Required action
Repeat verbatim the lines of the data below, beginning with the line containing "Target: elderly man in background" and continuing to the end.

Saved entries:
- - -
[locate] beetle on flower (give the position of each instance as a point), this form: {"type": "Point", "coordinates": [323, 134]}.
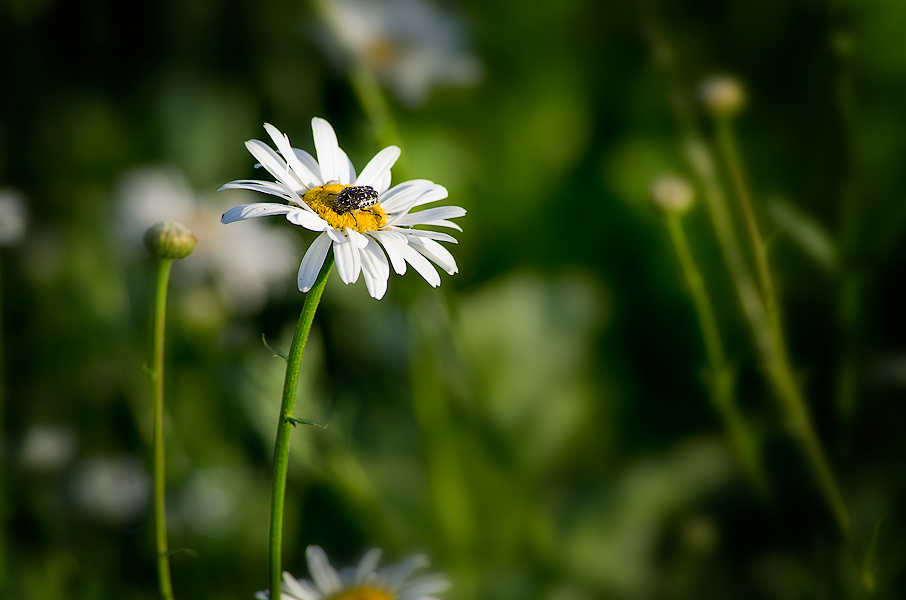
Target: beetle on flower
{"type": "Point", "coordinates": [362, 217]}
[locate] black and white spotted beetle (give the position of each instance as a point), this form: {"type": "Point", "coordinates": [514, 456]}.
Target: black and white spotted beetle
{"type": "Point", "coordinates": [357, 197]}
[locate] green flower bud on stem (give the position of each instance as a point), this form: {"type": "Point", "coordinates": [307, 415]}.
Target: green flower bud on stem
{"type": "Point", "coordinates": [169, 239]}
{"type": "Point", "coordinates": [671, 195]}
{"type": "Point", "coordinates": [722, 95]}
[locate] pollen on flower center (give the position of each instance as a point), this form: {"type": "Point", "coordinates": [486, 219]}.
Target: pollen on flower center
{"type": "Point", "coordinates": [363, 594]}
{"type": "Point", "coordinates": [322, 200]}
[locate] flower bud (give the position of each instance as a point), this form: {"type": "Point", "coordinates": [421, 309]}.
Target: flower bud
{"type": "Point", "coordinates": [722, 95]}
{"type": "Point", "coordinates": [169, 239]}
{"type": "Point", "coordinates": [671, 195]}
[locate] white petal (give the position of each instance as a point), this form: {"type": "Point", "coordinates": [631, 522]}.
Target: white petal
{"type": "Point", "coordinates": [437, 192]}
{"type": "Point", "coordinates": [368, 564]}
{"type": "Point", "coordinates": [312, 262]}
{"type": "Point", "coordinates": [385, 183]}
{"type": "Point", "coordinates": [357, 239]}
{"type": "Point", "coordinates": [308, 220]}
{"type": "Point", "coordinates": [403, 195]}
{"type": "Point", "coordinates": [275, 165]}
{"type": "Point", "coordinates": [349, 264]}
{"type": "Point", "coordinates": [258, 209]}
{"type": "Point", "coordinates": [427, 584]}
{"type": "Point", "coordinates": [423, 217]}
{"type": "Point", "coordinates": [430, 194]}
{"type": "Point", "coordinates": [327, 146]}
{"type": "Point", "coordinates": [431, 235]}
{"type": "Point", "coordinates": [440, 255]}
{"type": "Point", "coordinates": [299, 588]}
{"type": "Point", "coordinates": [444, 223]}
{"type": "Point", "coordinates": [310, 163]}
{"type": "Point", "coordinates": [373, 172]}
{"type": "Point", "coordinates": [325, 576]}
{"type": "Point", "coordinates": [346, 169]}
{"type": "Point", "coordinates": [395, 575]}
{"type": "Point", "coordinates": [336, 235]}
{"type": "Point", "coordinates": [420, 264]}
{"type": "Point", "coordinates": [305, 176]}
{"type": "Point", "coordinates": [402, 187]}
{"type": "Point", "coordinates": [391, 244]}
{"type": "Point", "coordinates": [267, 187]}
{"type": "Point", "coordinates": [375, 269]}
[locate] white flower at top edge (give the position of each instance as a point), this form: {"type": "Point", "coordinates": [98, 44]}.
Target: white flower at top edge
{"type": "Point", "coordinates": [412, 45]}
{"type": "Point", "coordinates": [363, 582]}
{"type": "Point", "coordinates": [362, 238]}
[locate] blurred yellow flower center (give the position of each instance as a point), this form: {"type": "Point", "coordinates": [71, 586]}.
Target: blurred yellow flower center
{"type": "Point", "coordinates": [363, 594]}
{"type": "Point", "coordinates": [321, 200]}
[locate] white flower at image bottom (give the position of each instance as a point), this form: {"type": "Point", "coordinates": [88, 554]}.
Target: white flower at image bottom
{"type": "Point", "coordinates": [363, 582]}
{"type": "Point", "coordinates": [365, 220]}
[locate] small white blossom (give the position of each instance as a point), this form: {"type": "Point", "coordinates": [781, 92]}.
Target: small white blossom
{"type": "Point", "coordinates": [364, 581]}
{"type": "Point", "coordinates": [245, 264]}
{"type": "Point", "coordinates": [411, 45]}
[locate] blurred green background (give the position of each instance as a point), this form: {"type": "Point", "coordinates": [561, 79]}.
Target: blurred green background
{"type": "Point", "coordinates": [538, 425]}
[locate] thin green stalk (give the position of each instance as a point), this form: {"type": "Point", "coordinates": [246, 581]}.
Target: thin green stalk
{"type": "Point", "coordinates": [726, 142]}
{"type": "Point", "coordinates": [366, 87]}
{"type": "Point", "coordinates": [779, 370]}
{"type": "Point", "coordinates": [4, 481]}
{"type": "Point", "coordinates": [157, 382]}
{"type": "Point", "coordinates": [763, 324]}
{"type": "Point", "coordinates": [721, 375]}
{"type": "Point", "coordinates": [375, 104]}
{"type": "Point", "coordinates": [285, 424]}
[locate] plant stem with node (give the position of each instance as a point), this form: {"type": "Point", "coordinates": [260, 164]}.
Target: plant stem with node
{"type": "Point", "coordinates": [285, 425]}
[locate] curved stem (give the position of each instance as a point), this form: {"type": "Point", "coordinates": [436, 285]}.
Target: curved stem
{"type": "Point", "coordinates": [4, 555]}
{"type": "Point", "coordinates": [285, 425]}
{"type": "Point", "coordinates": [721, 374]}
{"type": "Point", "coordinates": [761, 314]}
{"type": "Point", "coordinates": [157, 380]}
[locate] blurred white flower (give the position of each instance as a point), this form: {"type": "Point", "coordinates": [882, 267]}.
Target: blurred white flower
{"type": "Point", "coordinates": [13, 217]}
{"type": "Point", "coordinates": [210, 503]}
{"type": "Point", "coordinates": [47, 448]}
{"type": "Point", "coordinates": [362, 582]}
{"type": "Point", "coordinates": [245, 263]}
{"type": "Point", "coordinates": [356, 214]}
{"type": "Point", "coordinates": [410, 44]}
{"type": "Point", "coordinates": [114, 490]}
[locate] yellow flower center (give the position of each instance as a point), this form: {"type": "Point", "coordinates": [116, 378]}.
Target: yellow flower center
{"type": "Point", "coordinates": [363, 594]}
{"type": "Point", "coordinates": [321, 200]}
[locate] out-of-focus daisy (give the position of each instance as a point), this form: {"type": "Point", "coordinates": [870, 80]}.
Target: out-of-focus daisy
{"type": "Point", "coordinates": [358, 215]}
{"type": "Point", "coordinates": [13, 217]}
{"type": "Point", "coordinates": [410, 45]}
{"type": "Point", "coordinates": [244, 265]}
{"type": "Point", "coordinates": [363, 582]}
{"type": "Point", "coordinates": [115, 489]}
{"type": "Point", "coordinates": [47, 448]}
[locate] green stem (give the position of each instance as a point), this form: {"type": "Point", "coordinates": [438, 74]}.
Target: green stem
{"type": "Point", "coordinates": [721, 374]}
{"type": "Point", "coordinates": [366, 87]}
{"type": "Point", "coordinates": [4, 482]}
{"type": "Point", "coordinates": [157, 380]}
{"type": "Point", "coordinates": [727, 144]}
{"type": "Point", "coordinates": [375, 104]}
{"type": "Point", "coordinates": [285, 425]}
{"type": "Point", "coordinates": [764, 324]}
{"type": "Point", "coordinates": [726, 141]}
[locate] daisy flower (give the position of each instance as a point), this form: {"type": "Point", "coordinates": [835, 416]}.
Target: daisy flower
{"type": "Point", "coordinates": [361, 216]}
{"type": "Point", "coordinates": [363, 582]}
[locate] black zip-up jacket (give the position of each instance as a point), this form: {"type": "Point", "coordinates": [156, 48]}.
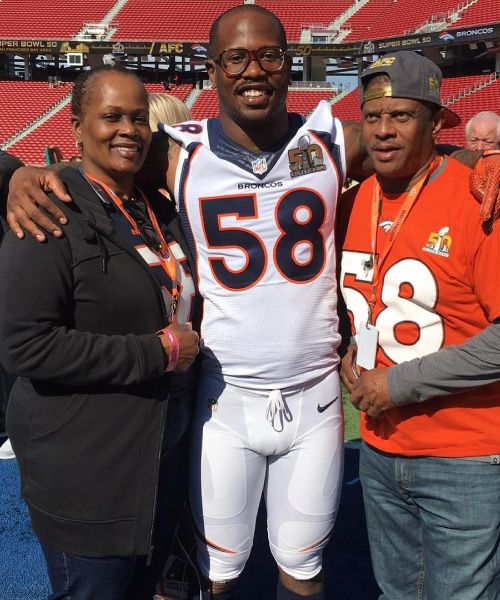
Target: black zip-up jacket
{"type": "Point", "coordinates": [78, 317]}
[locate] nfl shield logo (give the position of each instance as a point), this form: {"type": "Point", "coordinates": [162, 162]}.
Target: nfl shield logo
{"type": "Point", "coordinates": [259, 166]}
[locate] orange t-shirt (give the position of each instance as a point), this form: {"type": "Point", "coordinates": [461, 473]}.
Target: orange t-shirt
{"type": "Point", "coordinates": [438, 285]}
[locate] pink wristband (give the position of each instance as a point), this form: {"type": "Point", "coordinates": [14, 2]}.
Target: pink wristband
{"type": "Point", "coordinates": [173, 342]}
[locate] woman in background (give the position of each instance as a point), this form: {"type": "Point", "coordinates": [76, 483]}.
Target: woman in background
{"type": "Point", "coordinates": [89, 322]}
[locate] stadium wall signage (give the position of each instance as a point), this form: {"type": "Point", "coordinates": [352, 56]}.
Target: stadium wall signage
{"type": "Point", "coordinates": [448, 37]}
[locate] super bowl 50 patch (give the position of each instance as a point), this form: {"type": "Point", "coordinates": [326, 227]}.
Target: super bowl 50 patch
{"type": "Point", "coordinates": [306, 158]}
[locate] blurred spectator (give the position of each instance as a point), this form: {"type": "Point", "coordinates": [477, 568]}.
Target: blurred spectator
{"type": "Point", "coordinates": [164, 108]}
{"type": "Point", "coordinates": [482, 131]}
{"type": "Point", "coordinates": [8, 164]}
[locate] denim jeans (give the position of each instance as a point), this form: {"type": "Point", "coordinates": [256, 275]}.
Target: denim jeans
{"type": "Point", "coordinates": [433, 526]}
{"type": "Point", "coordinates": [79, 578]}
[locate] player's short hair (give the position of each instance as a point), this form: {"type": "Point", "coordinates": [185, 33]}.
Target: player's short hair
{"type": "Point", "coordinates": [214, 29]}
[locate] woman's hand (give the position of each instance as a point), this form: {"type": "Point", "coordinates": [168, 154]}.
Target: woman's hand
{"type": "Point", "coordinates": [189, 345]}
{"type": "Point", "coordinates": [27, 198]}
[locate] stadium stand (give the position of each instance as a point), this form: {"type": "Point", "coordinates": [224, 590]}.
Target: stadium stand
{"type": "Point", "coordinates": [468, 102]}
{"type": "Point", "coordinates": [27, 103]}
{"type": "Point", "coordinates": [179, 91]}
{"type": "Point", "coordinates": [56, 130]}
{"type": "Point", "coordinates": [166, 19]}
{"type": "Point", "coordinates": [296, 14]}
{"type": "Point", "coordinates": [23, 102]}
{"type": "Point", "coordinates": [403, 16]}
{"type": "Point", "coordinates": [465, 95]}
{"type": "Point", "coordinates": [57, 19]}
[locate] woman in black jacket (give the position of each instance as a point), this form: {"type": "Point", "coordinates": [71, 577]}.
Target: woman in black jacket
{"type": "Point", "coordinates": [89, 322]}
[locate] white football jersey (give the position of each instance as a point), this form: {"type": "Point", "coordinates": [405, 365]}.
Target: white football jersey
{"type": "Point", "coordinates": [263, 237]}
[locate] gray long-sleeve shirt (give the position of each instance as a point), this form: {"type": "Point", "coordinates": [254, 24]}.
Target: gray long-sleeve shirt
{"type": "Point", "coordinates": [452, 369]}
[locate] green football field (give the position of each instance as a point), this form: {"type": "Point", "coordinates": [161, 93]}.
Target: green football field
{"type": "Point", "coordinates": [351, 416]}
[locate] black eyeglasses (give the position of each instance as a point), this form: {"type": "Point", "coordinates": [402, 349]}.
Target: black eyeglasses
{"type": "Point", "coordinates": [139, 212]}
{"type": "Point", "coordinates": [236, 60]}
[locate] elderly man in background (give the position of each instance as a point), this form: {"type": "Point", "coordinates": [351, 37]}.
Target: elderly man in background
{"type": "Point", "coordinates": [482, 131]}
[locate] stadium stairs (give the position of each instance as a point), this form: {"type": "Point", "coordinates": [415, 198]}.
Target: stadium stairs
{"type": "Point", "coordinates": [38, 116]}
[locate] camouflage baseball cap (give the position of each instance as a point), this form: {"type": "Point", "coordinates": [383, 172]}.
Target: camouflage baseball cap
- - -
Task result
Target: elderly man in background
{"type": "Point", "coordinates": [482, 131]}
[locate] stadium stairs (give the position of each instance as a point), this form: {"type": "Point", "coordinates": [415, 198]}.
Target: stadium stairs
{"type": "Point", "coordinates": [38, 116]}
[locate] camouflage baseball cap (give the position of each instance as a point), this form: {"type": "Point", "coordinates": [383, 172]}.
Target: camouflage baseball cap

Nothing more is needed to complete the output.